(Beginning of PASSAGE PROVIDED)

So, how do we make content creators understand what devices their content could possibly run on, is something we have to think a lot about. Over time, we’ll probably have to do runtime diagnostics to understand what experiences are actually performing in a reasonable way across different platforms , and then at some point maybe say, “Sorry, this experience can’t be entered into on this device, because you don’t have enough horsepower to have it function properly.
Whether it’s automated or hand curated in some form to basically say, “These are the experiences that you can run on a PC; here’s a subset of those you can run on an Oculus; and here’s another subset of that you can actually run on a Gear VR type of device”. That’s something we have to think through.
And on top of that, we’re trying to make sure we do what we can with automatic content optimisation and performance improvement stuff like automatic polygon reduction techniques to make content more performant across more devices. So we want to figure out how to educate the creators as much as possible about what they can expect about how their content can be consumed.
Clearly, the most users will have access to the least performant experiences. so you start with a Cardboard [device], then you go to a Gear VR. The more performant, the better the experience gets, the fewer the users you’re going to have that have access to that type of hardware.

(End of PASSAGE PROVIDED)

TASKS TO COMPLETE.
1. Answer these questions about the passage on VR content across devices:
(a) Which device does the passage say users start with?
(b) What technique does it give as an example of automatic performance improvement?
(c) What could runtime diagnostics help reveal, according to the passage?
2. Rewrite the passage on VR content across devices between "And on top of" and "can be consumed.", inclusive, swapping "polygon reduction" for "mesh simplification".
The data that follows has no connection to the passage.

(Beginning of THE DATA)

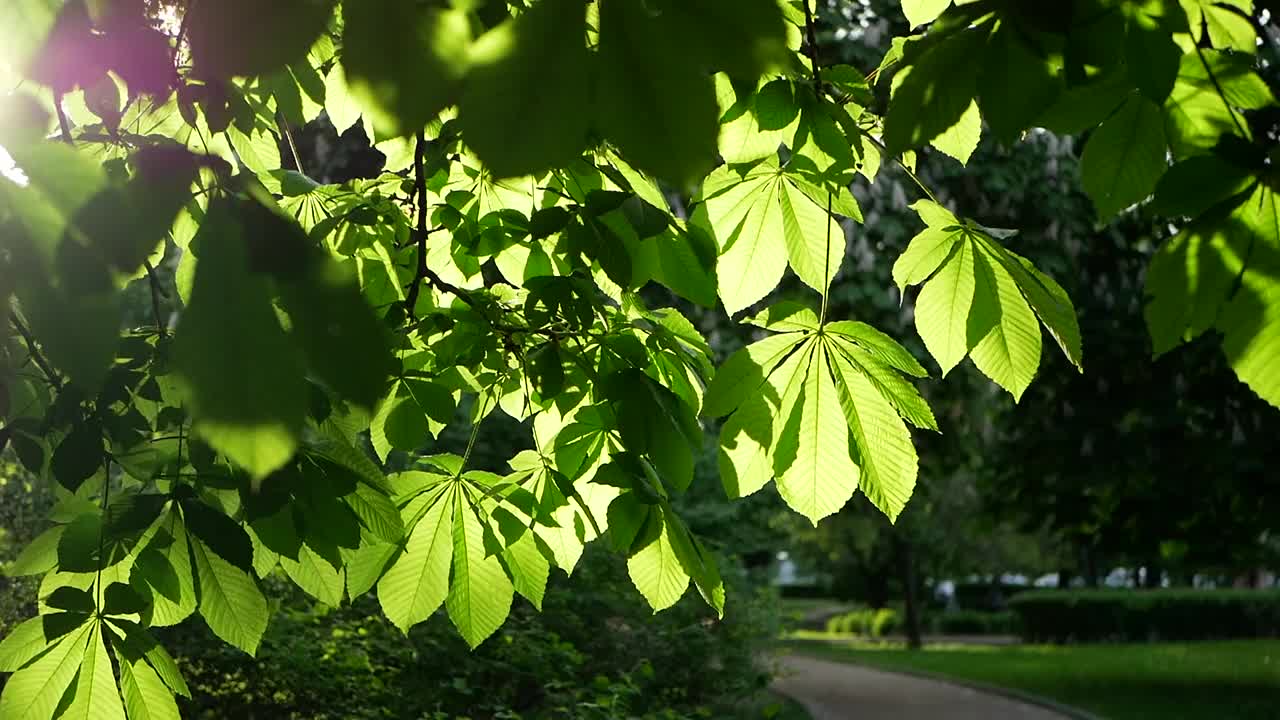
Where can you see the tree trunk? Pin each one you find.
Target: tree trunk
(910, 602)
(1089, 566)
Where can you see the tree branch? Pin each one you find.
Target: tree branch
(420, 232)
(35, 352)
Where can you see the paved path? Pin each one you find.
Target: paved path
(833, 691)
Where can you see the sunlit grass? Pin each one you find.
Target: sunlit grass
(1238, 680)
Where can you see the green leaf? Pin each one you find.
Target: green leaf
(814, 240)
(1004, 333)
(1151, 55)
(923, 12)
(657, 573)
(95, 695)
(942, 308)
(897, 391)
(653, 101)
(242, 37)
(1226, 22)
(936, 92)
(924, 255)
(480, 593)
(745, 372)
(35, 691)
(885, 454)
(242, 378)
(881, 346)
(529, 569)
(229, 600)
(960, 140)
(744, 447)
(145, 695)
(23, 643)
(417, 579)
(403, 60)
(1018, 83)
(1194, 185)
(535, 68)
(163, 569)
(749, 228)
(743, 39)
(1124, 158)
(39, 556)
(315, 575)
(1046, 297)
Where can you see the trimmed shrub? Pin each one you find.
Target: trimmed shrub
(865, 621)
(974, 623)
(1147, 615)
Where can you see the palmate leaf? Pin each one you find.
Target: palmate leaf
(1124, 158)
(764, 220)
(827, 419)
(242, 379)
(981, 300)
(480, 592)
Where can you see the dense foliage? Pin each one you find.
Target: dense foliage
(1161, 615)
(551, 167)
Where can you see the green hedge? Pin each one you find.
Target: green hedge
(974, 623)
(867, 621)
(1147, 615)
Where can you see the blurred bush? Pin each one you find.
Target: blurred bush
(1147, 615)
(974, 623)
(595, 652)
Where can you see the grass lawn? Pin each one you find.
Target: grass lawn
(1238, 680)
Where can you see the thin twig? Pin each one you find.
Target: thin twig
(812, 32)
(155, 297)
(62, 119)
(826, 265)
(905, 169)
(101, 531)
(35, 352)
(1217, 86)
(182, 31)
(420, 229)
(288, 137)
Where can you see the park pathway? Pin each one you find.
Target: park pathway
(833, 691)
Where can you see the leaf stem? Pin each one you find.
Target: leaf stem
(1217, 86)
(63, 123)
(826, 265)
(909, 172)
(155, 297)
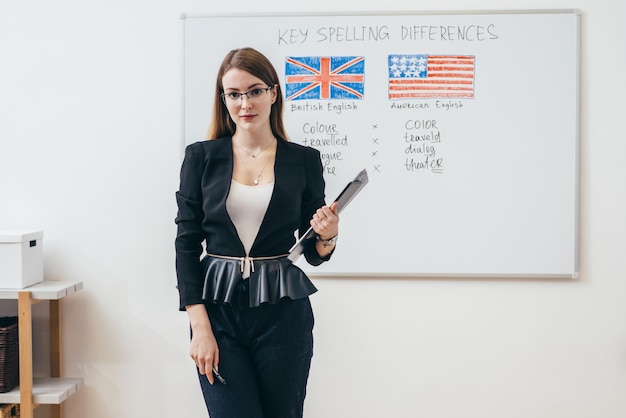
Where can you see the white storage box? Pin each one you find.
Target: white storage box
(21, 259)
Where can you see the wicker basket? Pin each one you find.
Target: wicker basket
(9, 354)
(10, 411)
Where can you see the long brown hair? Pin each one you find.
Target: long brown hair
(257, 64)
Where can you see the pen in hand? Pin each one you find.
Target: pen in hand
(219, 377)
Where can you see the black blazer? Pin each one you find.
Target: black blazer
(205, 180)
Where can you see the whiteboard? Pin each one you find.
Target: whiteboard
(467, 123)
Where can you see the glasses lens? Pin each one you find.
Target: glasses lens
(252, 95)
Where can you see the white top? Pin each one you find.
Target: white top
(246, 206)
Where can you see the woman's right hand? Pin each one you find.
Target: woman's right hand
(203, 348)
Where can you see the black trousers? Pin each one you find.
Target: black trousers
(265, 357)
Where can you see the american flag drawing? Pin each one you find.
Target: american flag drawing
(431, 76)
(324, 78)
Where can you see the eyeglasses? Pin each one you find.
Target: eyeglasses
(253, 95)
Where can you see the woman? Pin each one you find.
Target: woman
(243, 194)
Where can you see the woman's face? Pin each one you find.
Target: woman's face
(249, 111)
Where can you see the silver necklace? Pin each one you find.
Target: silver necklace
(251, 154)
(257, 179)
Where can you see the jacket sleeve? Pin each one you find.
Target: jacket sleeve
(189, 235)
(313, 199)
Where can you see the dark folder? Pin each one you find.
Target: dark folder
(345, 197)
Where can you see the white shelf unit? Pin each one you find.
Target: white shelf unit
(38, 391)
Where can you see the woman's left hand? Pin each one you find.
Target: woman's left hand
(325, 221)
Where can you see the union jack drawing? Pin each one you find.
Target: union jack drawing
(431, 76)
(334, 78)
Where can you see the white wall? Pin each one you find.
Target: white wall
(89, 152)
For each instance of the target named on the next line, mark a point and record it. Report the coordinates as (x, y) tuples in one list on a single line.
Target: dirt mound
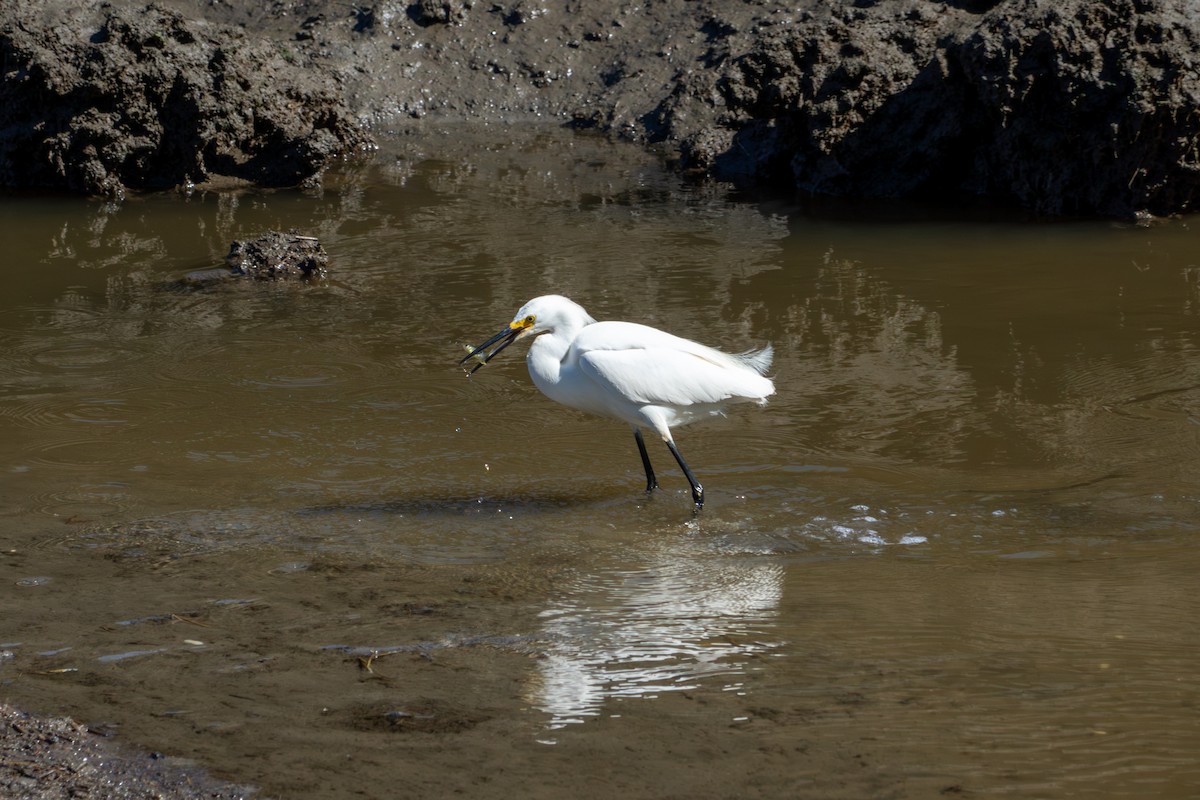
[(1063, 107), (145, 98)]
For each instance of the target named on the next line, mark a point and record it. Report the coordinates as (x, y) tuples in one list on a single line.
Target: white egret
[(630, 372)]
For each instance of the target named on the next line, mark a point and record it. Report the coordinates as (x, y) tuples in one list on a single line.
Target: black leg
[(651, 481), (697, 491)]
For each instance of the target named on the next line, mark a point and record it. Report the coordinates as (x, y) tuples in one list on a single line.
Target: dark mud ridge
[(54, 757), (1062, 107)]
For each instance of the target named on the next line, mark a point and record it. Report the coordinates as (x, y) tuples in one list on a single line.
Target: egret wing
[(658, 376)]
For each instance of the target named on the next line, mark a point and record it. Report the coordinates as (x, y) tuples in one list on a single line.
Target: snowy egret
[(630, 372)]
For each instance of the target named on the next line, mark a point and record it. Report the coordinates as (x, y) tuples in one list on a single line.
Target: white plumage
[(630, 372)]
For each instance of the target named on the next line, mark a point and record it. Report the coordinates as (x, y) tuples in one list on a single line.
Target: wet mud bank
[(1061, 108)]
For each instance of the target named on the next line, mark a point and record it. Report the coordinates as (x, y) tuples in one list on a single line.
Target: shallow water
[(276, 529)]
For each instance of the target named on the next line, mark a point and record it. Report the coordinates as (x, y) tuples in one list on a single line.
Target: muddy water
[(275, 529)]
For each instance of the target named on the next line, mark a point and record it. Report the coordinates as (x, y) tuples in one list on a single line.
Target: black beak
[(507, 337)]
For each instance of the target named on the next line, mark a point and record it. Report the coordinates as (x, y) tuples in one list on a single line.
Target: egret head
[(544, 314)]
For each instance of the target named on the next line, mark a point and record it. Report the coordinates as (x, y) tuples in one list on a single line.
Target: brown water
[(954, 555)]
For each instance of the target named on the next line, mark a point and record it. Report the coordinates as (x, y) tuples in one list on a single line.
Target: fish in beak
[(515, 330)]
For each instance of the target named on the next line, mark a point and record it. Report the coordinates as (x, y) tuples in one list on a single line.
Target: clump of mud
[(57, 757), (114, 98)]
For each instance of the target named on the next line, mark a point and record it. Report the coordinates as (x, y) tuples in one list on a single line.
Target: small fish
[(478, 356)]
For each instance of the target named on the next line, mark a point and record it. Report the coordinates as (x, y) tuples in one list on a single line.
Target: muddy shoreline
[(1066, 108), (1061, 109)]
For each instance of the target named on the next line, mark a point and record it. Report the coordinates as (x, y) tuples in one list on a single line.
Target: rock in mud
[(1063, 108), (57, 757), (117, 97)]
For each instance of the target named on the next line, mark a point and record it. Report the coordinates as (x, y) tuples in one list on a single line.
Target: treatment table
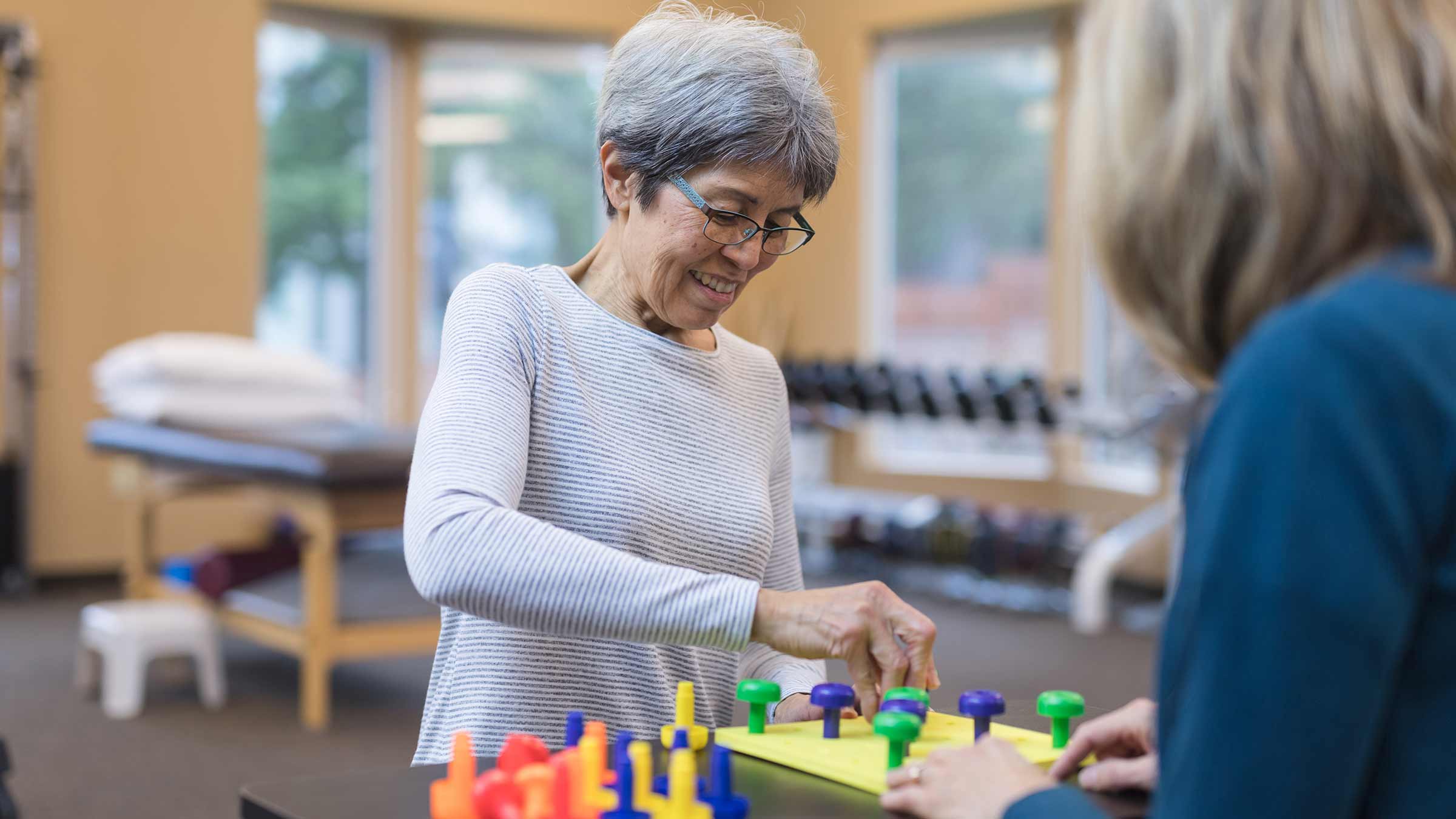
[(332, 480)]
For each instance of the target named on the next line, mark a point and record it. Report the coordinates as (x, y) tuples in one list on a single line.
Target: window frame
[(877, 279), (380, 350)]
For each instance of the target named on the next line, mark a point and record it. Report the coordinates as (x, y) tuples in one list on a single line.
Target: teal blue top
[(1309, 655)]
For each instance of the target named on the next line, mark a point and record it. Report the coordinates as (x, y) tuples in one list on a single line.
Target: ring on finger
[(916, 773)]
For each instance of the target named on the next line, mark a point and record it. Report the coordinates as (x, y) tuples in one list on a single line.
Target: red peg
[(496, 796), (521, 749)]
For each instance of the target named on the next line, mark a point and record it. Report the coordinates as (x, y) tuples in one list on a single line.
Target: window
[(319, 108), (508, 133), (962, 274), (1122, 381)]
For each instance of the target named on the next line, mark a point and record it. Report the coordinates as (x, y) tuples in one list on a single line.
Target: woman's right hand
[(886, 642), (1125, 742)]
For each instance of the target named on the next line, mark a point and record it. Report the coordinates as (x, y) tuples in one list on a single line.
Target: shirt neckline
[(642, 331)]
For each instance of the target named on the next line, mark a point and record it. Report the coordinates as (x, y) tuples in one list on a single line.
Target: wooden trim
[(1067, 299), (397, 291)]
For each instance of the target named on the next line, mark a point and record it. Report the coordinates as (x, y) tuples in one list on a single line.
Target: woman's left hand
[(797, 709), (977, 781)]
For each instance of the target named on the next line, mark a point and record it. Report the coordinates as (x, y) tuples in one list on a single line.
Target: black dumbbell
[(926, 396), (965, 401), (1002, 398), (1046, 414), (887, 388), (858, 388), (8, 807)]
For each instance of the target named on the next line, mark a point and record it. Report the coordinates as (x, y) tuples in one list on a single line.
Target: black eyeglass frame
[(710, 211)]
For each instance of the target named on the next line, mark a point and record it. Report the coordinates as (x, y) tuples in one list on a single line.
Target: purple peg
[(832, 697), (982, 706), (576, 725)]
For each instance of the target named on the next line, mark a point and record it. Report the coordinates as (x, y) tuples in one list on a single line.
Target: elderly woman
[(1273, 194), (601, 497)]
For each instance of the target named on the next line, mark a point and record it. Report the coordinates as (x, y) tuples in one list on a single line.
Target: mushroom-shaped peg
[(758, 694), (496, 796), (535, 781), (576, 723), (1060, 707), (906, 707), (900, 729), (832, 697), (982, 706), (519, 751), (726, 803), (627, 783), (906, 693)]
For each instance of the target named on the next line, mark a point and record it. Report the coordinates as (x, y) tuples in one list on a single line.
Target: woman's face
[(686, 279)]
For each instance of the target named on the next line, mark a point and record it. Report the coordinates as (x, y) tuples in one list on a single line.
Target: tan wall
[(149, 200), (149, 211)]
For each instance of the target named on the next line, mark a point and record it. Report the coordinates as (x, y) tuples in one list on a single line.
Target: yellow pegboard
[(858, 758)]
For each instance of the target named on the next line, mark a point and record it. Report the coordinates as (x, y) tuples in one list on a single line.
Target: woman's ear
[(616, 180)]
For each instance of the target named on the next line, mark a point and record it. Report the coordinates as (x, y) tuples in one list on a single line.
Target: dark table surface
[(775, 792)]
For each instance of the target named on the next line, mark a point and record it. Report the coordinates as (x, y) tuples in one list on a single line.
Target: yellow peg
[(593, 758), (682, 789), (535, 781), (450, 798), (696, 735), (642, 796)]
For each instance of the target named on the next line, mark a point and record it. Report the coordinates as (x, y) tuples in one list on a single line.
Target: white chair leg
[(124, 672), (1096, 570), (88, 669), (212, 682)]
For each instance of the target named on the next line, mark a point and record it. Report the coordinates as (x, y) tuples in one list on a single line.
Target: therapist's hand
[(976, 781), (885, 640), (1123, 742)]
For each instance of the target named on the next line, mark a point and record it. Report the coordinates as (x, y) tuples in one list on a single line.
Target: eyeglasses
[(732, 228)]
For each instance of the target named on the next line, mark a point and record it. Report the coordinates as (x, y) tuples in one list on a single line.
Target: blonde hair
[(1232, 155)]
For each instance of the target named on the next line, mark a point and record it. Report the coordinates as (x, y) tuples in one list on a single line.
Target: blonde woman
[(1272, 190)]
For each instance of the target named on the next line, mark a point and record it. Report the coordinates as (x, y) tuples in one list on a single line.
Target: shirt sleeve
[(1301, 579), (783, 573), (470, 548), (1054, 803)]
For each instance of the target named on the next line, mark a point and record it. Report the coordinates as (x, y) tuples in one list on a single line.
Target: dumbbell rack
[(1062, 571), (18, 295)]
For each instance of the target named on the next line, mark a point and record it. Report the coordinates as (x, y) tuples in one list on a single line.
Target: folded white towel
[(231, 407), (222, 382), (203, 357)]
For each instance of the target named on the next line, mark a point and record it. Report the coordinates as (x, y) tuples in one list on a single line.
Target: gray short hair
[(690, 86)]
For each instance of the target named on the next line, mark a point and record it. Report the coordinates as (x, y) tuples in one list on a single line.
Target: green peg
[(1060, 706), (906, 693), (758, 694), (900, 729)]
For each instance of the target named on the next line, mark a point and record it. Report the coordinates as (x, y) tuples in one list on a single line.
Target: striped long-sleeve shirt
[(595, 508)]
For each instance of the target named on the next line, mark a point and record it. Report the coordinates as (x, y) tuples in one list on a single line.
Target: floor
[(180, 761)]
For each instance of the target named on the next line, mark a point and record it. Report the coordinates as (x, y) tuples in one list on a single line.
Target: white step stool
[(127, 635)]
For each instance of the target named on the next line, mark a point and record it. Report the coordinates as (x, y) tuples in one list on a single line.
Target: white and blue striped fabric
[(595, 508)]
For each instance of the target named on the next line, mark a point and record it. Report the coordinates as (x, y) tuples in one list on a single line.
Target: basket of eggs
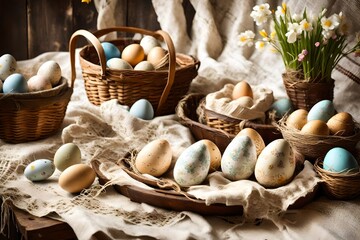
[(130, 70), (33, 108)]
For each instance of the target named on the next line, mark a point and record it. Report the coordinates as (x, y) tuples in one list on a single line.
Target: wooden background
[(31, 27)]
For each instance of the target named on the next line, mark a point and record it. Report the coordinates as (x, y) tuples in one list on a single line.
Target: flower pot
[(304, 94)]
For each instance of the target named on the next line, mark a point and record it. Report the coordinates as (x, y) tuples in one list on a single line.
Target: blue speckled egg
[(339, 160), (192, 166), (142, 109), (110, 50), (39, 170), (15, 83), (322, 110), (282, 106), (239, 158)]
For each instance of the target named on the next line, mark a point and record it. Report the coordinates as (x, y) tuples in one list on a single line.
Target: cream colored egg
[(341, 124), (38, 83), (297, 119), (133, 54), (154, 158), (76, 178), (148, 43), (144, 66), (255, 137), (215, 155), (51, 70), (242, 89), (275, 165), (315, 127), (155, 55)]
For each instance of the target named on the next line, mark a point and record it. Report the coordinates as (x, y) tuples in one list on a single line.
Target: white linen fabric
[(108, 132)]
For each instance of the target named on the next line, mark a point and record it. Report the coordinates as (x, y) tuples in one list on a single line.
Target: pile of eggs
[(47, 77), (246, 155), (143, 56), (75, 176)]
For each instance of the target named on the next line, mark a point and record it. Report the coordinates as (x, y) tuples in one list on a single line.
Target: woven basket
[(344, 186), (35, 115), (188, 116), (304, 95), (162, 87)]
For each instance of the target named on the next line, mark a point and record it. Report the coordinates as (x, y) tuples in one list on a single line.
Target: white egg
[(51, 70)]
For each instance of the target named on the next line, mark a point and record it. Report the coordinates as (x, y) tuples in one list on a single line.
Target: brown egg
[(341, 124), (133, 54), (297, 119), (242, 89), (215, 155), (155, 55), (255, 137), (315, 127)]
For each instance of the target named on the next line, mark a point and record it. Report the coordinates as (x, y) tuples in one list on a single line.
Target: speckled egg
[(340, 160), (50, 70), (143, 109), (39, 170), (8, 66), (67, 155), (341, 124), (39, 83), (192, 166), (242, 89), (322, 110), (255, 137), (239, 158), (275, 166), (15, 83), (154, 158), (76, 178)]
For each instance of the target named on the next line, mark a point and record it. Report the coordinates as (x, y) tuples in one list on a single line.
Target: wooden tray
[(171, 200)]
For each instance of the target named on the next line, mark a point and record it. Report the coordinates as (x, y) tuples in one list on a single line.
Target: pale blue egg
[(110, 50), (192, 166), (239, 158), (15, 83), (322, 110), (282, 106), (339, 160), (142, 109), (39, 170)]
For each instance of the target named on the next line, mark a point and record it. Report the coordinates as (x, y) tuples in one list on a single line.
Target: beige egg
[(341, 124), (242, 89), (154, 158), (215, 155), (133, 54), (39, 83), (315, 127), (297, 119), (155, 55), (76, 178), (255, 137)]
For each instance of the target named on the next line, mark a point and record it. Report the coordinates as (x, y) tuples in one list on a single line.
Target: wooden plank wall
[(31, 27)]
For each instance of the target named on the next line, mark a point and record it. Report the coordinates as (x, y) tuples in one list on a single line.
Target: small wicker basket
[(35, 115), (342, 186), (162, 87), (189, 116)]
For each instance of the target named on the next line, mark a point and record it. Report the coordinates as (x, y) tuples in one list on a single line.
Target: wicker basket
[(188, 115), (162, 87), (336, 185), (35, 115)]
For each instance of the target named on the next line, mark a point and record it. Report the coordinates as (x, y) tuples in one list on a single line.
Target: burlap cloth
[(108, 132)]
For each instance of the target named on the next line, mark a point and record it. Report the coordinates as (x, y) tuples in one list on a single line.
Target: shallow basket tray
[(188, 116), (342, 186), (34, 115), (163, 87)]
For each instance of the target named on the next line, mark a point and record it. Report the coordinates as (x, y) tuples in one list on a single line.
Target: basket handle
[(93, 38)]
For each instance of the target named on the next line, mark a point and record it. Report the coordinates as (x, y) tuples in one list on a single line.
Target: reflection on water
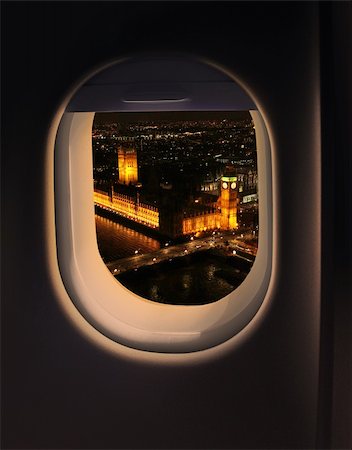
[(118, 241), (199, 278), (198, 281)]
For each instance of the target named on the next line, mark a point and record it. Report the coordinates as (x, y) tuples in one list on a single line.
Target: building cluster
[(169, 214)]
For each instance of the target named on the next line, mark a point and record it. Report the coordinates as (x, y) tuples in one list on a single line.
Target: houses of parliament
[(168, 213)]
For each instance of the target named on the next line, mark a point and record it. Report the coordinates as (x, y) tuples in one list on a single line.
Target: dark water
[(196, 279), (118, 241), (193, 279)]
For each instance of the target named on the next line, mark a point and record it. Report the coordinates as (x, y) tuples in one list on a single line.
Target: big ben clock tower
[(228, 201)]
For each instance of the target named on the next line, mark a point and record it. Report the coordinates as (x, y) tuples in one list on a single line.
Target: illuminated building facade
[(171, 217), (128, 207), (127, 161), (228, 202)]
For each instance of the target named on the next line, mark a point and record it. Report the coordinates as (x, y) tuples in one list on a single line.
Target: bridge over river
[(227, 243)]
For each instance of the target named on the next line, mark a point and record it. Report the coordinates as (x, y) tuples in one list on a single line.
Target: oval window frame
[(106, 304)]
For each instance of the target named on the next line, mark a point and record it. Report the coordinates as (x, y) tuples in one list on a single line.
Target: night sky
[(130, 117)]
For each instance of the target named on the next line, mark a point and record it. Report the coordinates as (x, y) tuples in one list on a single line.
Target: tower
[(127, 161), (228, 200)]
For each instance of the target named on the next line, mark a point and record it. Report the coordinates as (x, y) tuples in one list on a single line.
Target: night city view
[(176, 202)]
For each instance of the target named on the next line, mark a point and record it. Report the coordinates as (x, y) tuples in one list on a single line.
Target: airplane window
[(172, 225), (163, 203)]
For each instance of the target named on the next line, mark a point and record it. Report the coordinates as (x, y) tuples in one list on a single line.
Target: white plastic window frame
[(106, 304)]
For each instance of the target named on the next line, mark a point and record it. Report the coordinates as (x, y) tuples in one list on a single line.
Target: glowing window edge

(End of THE DATA)

TASK-BY-TASK ANSWERS.
1.
(a) A Cardboard device.
(b) Automatic polygon reduction techniques.
(c) Which experiences are actually performing in a reasonable way across different platforms.

2.
And on top of that, we’re trying to make sure we do what we can with automatic content optimisation and performance improvement stuff like automatic mesh simplification techniques to make content more performant across more devices. So we want to figure out how to educate the creators as much as possible about what they can expect about how their content can be consumed.